**INSTRUCTION:**
Replace "marker" with "pin" throughout the records below, and reproduce everything else unchanged.

(Raw records)
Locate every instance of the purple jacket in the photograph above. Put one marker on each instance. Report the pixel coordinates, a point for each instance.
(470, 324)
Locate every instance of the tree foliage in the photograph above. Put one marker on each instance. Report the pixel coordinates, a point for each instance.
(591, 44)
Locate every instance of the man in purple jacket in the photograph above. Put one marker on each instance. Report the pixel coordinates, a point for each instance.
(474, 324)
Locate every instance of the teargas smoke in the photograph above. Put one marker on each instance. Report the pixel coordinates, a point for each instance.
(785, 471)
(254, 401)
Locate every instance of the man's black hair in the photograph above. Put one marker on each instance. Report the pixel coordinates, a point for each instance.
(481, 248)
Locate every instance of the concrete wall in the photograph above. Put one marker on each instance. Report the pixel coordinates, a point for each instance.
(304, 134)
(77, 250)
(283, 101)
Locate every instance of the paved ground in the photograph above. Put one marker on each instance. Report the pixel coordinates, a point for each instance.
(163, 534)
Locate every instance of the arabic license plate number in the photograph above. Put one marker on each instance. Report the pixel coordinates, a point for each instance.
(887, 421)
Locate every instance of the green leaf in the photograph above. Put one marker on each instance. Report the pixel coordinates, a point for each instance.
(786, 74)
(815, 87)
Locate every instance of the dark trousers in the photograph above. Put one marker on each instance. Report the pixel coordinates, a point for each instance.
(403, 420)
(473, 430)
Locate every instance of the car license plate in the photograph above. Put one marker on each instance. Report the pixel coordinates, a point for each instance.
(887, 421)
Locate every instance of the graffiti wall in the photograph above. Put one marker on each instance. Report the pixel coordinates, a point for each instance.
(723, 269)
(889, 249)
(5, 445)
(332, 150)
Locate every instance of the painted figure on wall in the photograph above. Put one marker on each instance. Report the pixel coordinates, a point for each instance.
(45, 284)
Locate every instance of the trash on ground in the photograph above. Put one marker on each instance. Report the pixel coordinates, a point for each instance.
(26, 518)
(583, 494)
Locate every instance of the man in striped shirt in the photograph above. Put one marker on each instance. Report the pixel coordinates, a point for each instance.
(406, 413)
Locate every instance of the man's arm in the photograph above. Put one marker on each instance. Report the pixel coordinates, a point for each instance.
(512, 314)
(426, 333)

**RESULT:**
Locate every instance of the purple jacket in the photograph above. Put one pin on each instance. Report the pixel coordinates, a point for each instance.
(470, 324)
Locate every instance of the tree foliage in the photograph above. Put one pin on each instance. Report the pixel coordinates, a point for each instance.
(591, 44)
Locate every instance of the man in purple jacket in the photograph above. Put one pin on each instance. Report the pixel coordinates, a point for each instance.
(474, 324)
Locate every instance of the teargas smoke in the photograph above. Put one pin on each instance. Report the pixel coordinates, a point for each instance.
(785, 471)
(254, 401)
Locate every instance of the man's black hair in the photograph above. Put one pin on each instance. Report the pixel coordinates, a point for each instance.
(481, 248)
Locate every instance of the concrete wall in the photograph above. Put one pin on each instance. Report the pixel coordinates, a point for each instance.
(304, 134)
(77, 250)
(283, 101)
Locate every instance of the paved ground in the photograph above. Put one pin on each instance. Report the pixel coordinates, a point for each instance.
(163, 534)
Locate every instance of the arabic license plate number in the photograph above. Put one pin on each instance. Report the pixel coordinates, a point for each instance.
(887, 421)
Locate every instance of the green leaf in the photograph above. Put one pin on each instance. Report the pixel coordinates, a point for each instance.
(786, 74)
(815, 87)
Locate every instance of the dark trousers in the photograph above. Put one pin on each instance. Report the pixel coordinates, a point for each instance.
(403, 420)
(473, 430)
Locate every instance of the car license plate in the photograph above. Put one pin on each instance. Report the pixel coordinates, a point for each instance.
(887, 421)
Locate every instance of the graffiti wall in the photograph above. Put one pin on each instance. Report the pixel coordinates, a point for each instance.
(723, 269)
(889, 249)
(5, 445)
(332, 150)
Locate every instance of the painted figure on wall in the photograph above. Put one pin on each instance. Report the pixel coordinates, a point for each instance.
(45, 284)
Locate every instance of the trash on ground in the photograph above. Put one pin on each instance. Report the pixel coordinates, a point for each instance.
(26, 518)
(583, 494)
Locate every instance of the man in striped shirt in the photograph above. Put one pin on each instance. Report the pixel coordinates, a point for each instance.
(406, 413)
Locate every instance of the man's arm in the photograph above. Put one pin on each instance. Report the pixel coordinates, a point for each instance.
(512, 314)
(426, 333)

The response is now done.